### ASSIGNMENT
Could you reproduce all the entries under this sentence exactly, leaving the images aside?

Top of SUPPLIED RECORDS

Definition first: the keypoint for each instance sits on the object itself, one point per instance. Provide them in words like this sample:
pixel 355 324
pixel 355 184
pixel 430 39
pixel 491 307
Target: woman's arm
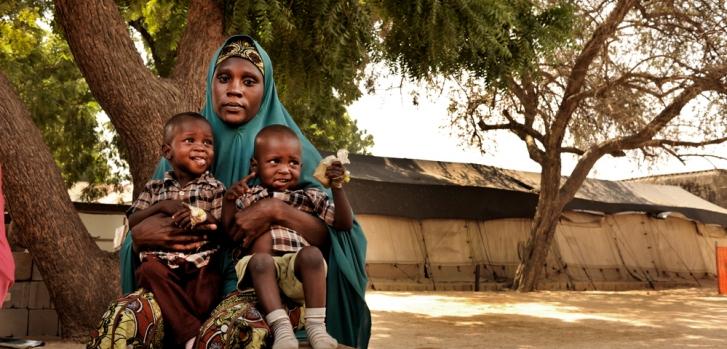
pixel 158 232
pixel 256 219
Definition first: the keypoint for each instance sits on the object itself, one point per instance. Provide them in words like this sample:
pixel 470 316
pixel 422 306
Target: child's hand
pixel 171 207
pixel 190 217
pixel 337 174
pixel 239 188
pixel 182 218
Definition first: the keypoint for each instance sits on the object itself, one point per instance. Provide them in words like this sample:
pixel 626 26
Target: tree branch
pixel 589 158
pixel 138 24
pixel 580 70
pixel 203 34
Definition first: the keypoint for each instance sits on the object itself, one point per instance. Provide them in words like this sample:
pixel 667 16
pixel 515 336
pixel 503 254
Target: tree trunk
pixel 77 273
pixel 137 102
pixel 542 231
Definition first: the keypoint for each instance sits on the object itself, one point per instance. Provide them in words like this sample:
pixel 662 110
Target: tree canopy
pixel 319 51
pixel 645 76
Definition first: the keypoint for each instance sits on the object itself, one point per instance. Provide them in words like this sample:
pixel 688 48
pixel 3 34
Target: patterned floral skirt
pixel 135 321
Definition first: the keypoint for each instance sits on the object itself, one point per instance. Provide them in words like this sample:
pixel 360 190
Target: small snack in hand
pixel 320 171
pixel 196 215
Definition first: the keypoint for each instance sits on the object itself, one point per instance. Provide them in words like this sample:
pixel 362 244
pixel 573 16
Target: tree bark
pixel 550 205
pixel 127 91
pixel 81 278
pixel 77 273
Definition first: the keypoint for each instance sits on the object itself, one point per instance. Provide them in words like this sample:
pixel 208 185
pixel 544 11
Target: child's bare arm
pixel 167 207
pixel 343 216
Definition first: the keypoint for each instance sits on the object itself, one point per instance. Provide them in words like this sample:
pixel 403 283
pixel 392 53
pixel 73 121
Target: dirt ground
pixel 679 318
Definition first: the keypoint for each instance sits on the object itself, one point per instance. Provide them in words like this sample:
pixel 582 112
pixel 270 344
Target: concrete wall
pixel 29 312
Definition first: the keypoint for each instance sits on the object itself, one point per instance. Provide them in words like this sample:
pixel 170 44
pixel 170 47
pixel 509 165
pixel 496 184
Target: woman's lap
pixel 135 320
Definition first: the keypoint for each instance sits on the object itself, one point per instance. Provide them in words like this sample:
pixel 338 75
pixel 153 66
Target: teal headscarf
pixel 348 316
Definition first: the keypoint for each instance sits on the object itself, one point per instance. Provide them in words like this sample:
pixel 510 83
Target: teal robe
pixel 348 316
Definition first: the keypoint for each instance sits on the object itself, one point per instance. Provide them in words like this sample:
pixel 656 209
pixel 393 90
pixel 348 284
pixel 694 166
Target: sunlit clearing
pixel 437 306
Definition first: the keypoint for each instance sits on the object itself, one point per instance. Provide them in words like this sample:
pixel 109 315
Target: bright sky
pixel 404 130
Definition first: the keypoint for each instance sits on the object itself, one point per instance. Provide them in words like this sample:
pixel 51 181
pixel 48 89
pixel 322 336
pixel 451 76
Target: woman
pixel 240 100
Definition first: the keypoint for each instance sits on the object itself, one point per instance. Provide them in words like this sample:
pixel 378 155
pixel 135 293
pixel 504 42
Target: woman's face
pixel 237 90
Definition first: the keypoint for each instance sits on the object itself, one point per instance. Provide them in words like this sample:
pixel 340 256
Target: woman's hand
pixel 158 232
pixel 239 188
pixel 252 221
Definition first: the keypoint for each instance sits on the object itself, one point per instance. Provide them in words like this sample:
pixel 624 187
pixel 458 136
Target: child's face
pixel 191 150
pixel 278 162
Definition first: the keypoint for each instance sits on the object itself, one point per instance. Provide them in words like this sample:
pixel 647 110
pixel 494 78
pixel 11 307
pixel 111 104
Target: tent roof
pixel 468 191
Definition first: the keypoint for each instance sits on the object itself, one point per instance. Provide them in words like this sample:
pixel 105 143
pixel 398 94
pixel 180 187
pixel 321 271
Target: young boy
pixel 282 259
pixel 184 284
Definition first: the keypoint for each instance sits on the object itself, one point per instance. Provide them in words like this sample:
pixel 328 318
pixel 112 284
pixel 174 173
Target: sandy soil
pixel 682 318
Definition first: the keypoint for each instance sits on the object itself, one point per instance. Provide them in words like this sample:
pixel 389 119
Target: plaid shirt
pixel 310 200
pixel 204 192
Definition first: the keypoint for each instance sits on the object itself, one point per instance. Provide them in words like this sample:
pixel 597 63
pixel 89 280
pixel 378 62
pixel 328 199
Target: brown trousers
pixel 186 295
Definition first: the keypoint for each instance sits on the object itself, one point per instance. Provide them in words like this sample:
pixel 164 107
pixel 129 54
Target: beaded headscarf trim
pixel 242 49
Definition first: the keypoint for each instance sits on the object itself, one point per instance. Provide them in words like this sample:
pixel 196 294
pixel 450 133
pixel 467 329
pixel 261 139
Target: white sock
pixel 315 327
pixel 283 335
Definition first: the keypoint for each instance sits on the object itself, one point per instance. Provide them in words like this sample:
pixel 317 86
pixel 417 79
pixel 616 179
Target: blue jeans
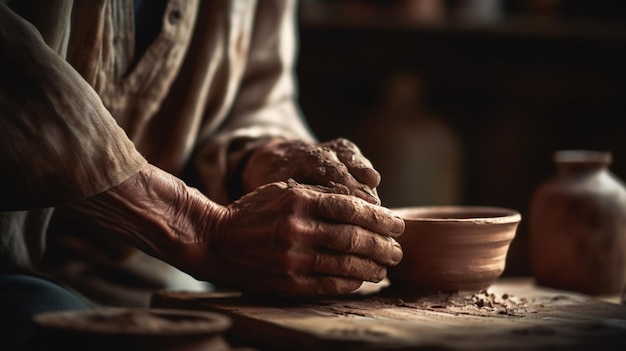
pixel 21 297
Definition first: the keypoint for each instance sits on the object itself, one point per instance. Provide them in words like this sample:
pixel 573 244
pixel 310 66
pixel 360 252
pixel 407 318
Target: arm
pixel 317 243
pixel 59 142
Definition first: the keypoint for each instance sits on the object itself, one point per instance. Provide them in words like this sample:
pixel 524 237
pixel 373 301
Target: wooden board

Bottom of SUPPLIED RECORDS

### RESPONSE BELOW
Definition first: the keypoint for each instance sits on the object itself, one point per instance. Provide them in words like this sample:
pixel 355 324
pixel 355 184
pixel 430 39
pixel 491 307
Target: woman's arm
pixel 158 232
pixel 256 219
Definition first: the keypoint for each instance sits on the object itself, one point per instance. Provide them in words like this sample:
pixel 470 316
pixel 422 306
Target: child's hand
pixel 171 207
pixel 190 217
pixel 337 174
pixel 239 188
pixel 182 218
Definition first: the keypoint for each instance sits on the object itself, one point per instance. Provide them in words like this sample:
pixel 626 26
Target: tree branch
pixel 589 158
pixel 138 24
pixel 580 70
pixel 203 34
Definition first: the keypoint for each instance sits on the object itself, one point per instance. Provide them in words like this sample:
pixel 667 16
pixel 515 336
pixel 503 254
Target: tree trunk
pixel 77 273
pixel 137 102
pixel 542 231
Definition first: the keypoint for each instance sits on the object itself, one point per instance. Provide them in words like this sample:
pixel 662 110
Target: tree canopy
pixel 319 51
pixel 645 76
Definition first: the keypoint for each instance sits on the object itself, one point per instance. Provide them in words like this sample:
pixel 688 48
pixel 3 34
Target: patterned floral skirt
pixel 135 321
Definition first: the keypoint for each instance sits on the object itself, one point per instance. Provide them in words like this sample:
pixel 360 190
Target: small snack in hand
pixel 320 171
pixel 196 215
Definition first: the keypoint for each instance sits on the object itself, one point per instance. Provide them in words like this sample:
pixel 362 244
pixel 573 16
Target: tree bark
pixel 550 205
pixel 127 91
pixel 81 278
pixel 77 273
Definition first: the keypoint for each instance sits on the object itself, one point per instance. Provide them in words like this sample:
pixel 208 185
pixel 544 11
Target: child's bare arm
pixel 167 207
pixel 343 216
Definition first: the keypoint for each instance sits on the object itself, one point per instance. Provide them in words like this sample:
pixel 403 283
pixel 392 53
pixel 73 121
Target: dirt ground
pixel 679 318
Definition first: the keypoint for each instance sits on the object itself, one point per instance. Provide them in words like this sample:
pixel 582 112
pixel 270 344
Target: concrete wall
pixel 29 312
Definition first: the keypoint for each instance sits on the object itself, one point per instance. Provide them in words like this sample:
pixel 170 44
pixel 170 47
pixel 509 165
pixel 496 184
Target: woman's lap
pixel 135 320
Definition first: the keypoint for each instance sits on the object itself, one point per instance. Provide them in words like this sample:
pixel 338 75
pixel 153 66
Target: teal headscarf
pixel 348 316
Definition first: the keypoint for each instance sits on the object itself, one point per instance. Provide them in words like this sample:
pixel 510 83
Target: teal robe
pixel 348 316
Definition first: the keypoint for each instance sits on the object itself, one point per instance. Provide them in words like this sample:
pixel 656 209
pixel 393 90
pixel 348 284
pixel 694 166
Target: sunlit clearing
pixel 437 306
Definition first: the keypoint for each instance sits on the object itself, one point per instance. Provide them in words like this sample:
pixel 109 315
Target: bright sky
pixel 404 130
Definition first: the keypoint for each instance sits on the object itself, one point per instance. Provide them in words like this sample:
pixel 51 181
pixel 48 89
pixel 322 336
pixel 451 76
Target: woman
pixel 240 100
Definition first: the keypoint for each instance sits on the object itself, one point per instance. Provide them in words like this sample:
pixel 378 155
pixel 135 293
pixel 504 42
Target: woman's face
pixel 237 90
Definition first: the keypoint for each instance sits on the object itself, one point per instance. Provide them in words like this sample:
pixel 340 256
Target: woman's hand
pixel 158 232
pixel 239 188
pixel 252 221
Definition first: the keypoint for each instance sits on the object itself, one point per instance. Provide them in words like this sample:
pixel 624 187
pixel 458 136
Target: child's face
pixel 191 150
pixel 278 162
Definition first: the keypoint for each instance sits on the object itself, one point per instance. Provide them in words like this sample:
pixel 647 110
pixel 494 78
pixel 11 307
pixel 111 104
Target: tent roof
pixel 468 191
Definition first: the keypoint for each instance sits on the object itself, one point per instance. Provide them in words like this sample:
pixel 105 143
pixel 398 94
pixel 180 187
pixel 321 271
Target: young boy
pixel 282 259
pixel 184 284
Definition first: the keypoint for each instance sits on the object itself, one point per instance. Provide them in words like this sample:
pixel 328 318
pixel 112 284
pixel 174 173
Target: sandy soil
pixel 682 318
Definition first: the keypoint for each instance sits on the object itself, one point per instance. Provide them in words like this sample:
pixel 389 119
Target: plaid shirt
pixel 310 200
pixel 204 192
Definition first: the keypoint for each instance sits on the object itself, one point per instance. Provide them in words like this sample:
pixel 597 63
pixel 89 280
pixel 378 62
pixel 328 199
Target: brown trousers
pixel 186 295
Definition first: the keypoint for each instance sits on the object itself, one point per instance. Provide them in words like this sample:
pixel 164 107
pixel 129 54
Target: beaded headscarf trim
pixel 242 49
Definition first: the keypoint for each instance sits on the object itself, one point per instance. Provide them in words like this sample:
pixel 196 294
pixel 450 133
pixel 467 329
pixel 261 139
Target: white sock
pixel 315 327
pixel 283 335
Definition first: the keypoint for each instance sits on the object itself, one point per instance. Provide them in words like this sample:
pixel 317 86
pixel 417 79
pixel 616 179
Target: blue jeans
pixel 21 297
Definition first: the keypoint for each instance sits on the object itself, one point per instance. Provide them in words like this sample:
pixel 573 244
pixel 310 66
pixel 360 252
pixel 407 318
Target: arm
pixel 317 243
pixel 59 142
Definition first: the keypoint for each instance sits on the object itself, one point per instance. Provide them in words like this sample:
pixel 524 237
pixel 373 301
Target: wooden board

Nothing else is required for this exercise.